In this vignette, we want to explore two pitfalls for machine
learning analysis that can lead to overly optimistic performance
estimates.
When setting up cross-validation workflows, the main objective is
usually to estimate how well a trained model would perform on external
data, which is specifically important when considering biomarker
discovery. However, more complex workflows involving feature selection
or time-course data can be challenging to setup correctly. Incorrect
workflows in which information leaks from the test to the training data
can lead to overfitting and poor generalization to external
datasets.
Here, we focus on supervised feature selection and the naive splitting
of dependent data.
Supervised feature selection means that the label information is
taken into account before the cross-validation split. Within this
procedure, the features are selected if they are associated with the
label (for example after differential abundance testing), using the
complete dataset for the calculation of feature association and leaving
no data aside for unbiased model evaluation.
A correct way to perform feature selection would be to nest the
selection step into the cross-validation procedure. That means that the
calculation of feature association is performed for each training fold
separately.
As an example, we are going to use two datasets of colorectal cancer
(CRC) which are available through the
curatedMetagenomicData
package.
Since the model trainig procedure takes a long time, this vignette is
not evaluated upon build of the package, but if you execute the code
chunks for yourself, you should get similar results.
First, we are going to load the dataset from Thomas et al as training dataset.
x <- 'ThomasAM_2018a.metaphlan_bugs_list.stool'
feat.t <- curatedMetagenomicData(x=x, dryrun=FALSE)
feat.t <- feat.t[[x]]@assayData$exprs
# clean up metaphlan profiles to contain only species-level abundances
feat.t <- feat.t[grep(x=rownames(feat.t), pattern='s__'),]
feat.t <- feat.t[grep(x=rownames(feat.t),pattern='t__', invert = TRUE),]
stopifnot(all(colSums(feat.t) != 0))
feat.t <- t(t(feat.t)/100)
As an external dataset, we are going to use the data from Zeller et al..
x <- 'ZellerG_2014.metaphlan_bugs_list.stool'
feat.z <- curatedMetagenomicData(x=x, dryrun=FALSE)
feat.z <- feat.z[[x]]@assayData$exprs
# clean up metaphlan profiles to contain only species-level abundances
feat.z <- feat.z[grep(x=rownames(feat.z), pattern='s__'),]
feat.z <- feat.z[grep(x=rownames(feat.z),pattern='t__', invert = TRUE),]
stopifnot(all(colSums(feat.z) != 0))
feat.z <- t(t(feat.z)/100)
We can also extract the corresponding metadata from the
combined_metadata
object which is part of the
curatedMetagenomicData
package.
meta.t <- combined_metadata %>%
filter(dataset_name == 'ThomasAM_2018a') %>%
filter(study_condition %in% c('control', 'CRC'))

PROVIDED RECORDS.
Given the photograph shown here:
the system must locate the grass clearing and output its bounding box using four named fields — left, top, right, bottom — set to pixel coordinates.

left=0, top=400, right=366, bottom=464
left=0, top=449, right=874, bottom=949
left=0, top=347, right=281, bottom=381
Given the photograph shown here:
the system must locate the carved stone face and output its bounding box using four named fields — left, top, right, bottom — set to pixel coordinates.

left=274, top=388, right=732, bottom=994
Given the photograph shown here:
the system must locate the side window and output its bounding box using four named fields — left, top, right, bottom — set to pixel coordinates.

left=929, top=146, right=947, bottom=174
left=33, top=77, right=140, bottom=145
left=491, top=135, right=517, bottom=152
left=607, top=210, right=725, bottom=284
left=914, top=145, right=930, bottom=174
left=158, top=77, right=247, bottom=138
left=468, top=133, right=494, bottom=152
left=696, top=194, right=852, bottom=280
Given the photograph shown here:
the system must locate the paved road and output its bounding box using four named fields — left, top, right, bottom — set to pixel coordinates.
--
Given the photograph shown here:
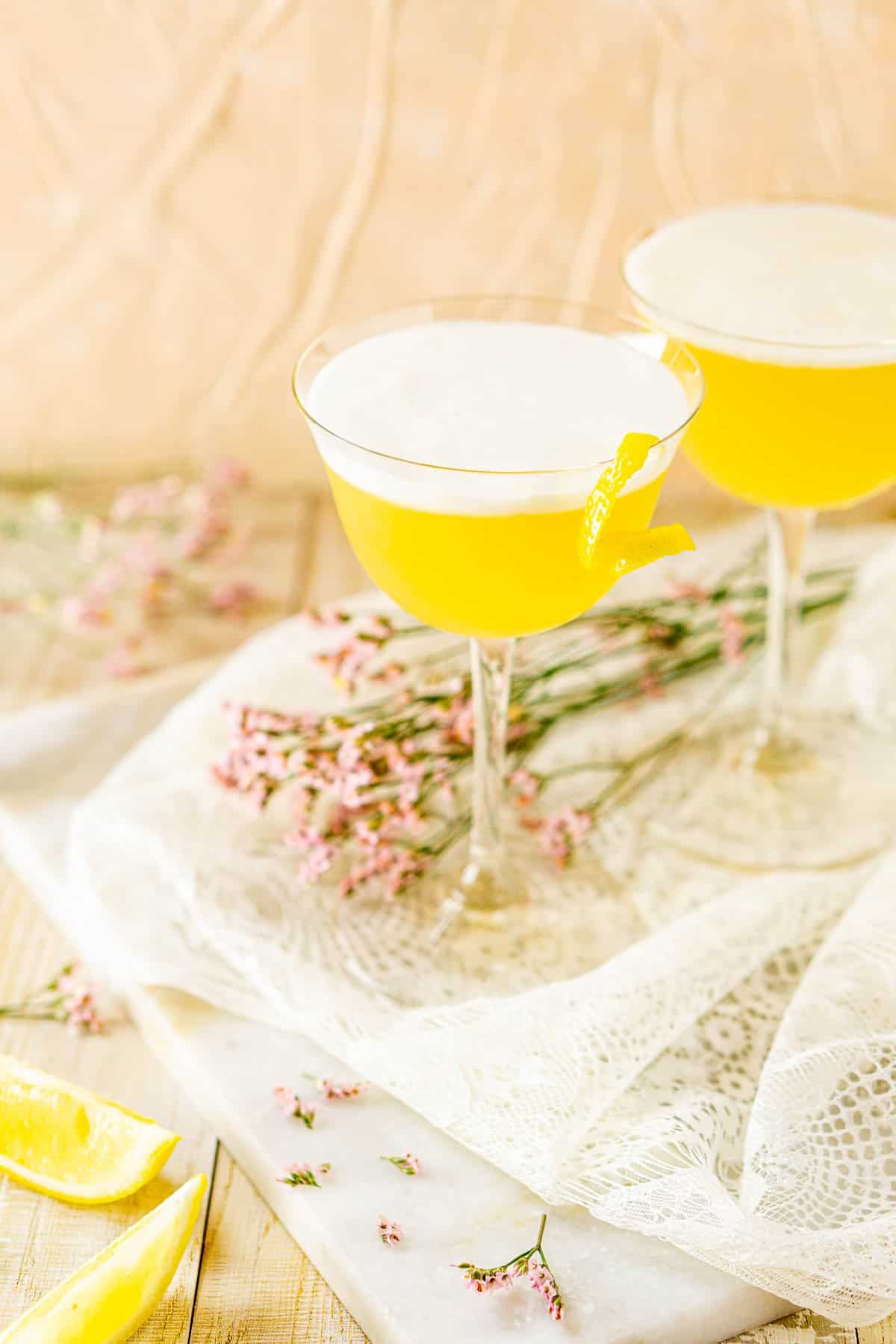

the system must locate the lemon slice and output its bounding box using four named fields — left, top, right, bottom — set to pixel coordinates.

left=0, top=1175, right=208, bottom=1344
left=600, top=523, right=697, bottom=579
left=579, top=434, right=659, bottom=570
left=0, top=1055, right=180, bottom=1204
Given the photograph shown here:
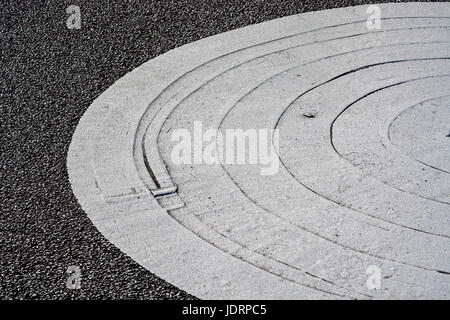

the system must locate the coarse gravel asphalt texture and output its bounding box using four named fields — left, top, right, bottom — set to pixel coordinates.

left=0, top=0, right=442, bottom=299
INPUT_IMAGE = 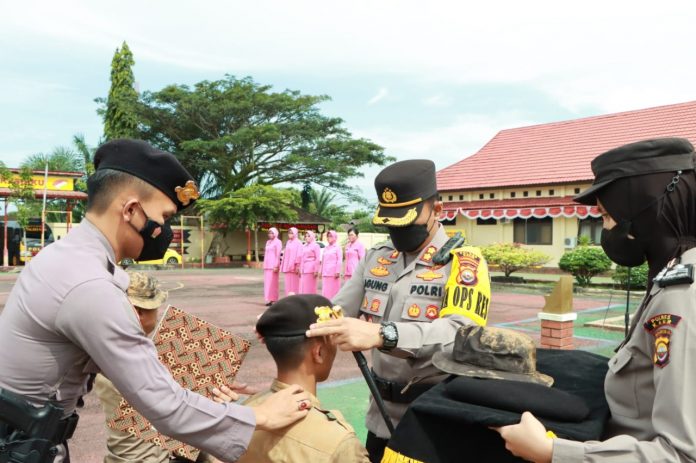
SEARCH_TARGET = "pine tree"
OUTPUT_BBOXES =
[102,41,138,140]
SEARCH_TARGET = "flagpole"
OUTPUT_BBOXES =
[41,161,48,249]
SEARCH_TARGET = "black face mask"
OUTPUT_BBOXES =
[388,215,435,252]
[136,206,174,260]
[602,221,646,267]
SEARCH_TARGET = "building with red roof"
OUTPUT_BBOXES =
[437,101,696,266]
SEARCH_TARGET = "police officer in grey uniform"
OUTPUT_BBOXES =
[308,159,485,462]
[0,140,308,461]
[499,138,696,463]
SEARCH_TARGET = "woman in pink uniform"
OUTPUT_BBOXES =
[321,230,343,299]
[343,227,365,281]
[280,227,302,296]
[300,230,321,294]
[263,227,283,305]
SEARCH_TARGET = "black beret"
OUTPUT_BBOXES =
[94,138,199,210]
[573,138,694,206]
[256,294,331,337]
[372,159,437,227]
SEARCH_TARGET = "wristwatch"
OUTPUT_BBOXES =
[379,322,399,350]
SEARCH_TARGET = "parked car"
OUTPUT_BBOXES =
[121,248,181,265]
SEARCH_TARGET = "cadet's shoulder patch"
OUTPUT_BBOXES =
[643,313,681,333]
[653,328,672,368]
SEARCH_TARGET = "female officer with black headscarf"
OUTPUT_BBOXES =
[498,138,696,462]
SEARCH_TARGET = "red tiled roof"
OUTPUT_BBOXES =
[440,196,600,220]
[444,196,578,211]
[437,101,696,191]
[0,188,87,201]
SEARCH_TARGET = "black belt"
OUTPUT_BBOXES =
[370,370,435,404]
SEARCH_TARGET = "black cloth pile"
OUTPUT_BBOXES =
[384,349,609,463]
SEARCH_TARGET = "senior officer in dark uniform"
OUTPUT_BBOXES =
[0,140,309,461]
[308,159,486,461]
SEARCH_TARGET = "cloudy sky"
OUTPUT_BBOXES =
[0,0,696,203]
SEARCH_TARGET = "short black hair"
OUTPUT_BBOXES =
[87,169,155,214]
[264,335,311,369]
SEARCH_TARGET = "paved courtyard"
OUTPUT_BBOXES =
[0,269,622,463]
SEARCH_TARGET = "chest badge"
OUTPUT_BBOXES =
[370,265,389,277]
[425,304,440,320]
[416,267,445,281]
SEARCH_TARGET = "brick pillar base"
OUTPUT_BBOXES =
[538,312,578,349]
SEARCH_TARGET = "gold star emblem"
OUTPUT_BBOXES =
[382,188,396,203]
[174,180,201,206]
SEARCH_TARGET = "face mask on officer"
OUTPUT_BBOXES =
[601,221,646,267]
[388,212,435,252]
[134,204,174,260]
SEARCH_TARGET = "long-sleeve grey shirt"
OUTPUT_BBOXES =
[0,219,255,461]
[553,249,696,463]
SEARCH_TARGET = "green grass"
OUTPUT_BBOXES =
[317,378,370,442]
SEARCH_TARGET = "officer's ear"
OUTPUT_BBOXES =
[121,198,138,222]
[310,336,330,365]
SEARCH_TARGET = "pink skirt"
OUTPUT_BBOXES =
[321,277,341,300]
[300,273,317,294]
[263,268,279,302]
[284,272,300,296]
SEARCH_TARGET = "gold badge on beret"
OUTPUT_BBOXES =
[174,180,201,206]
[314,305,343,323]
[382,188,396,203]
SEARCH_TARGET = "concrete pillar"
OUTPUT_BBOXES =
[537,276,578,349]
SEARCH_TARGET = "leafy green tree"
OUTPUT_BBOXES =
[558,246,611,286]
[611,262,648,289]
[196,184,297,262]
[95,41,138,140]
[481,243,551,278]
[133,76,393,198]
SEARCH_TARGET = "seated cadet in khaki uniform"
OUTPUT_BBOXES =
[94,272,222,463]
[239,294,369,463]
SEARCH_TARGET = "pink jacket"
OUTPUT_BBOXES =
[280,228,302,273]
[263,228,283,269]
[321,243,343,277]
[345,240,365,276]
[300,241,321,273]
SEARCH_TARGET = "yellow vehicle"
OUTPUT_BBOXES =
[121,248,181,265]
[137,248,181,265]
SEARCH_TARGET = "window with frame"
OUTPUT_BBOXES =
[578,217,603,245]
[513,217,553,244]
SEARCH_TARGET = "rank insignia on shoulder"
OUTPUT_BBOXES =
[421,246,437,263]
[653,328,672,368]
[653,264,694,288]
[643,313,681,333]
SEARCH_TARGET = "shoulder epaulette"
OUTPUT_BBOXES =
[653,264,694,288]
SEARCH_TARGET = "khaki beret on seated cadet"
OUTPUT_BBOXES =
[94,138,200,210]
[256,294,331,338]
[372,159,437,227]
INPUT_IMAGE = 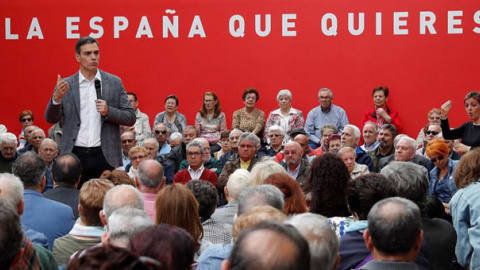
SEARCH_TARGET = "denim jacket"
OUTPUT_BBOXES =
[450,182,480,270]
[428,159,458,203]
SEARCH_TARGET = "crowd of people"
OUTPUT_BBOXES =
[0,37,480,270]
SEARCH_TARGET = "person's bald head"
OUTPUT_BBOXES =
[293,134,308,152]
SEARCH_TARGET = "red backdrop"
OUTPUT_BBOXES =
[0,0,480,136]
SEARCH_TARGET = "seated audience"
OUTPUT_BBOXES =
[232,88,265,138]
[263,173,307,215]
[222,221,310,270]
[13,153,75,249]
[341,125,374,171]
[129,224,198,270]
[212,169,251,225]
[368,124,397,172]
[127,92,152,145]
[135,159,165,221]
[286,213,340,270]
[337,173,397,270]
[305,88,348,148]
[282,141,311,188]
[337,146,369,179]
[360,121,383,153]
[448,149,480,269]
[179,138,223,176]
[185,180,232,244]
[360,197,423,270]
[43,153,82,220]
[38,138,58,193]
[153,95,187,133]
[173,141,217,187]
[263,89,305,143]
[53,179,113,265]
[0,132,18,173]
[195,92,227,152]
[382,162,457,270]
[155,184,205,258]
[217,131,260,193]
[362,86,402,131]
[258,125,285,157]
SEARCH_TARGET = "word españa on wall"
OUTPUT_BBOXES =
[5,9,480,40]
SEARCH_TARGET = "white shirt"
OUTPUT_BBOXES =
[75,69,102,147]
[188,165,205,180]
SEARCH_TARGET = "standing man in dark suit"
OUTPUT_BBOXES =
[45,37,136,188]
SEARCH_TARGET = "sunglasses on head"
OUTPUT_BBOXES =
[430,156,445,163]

ACTIVITIES.
[1] Translate this sentence from the vignette on machine learning pitfalls into Spanish: "Here, we focus on supervised feature selection and the naive splitting of dependent data."
[2] In the vignette on machine learning pitfalls, whose data serve as the external dataset?
[3] Write the next part of the vignette on machine learning pitfalls, picking up after its last line.
The data have no connection to the text about machine learning pitfalls.

TASK-BY-TASK OUTPUTS.
[1] Aquí nos centramos en la selección supervisada de características y en la división ingenua de datos dependientes.

[2] The data from Zeller et al.

[3]
rownames(meta.t) <- meta.t$sampleID
meta.z <- combined_metadata %>%
filter(dataset_name == 'ZellerG_2014') %>%
filter(study_condition %in% c('control', 'CRC'))
rownames(meta.z) <- meta.z$sampleID
The MetaPhlAn2 profiler used for the profiles outputs only species
which are present in the dataset. Therefore, we can have the case that
there are species in the matrix for ThomasAM_2018
which are
not present in the matrix for ZellerG_2014
and vice verse.
In order to use them as training and external test set for
SIAMCAT
, we have to first make sure that the set of
features for both datasets overlap completely (see also the
Holdout Testing with SIAMCAT vignette).
species.union <- union(rownames(feat.t), rownames(feat.z))
# add Zeller_2014-only species to the Thomas_2018 matrix
add.species <- setdiff(species.union, rownames(feat.t))
feat.t <- rbind(feat.t,
matrix(0, nrow=length(add.species), ncol=ncol(feat.t),
dimnames = list(add.species, colnames(feat.t))))
# add Thomas_2018-only species to the Zeller_2014 matrix
add.species <- setdiff(species.union, rownames(feat.z))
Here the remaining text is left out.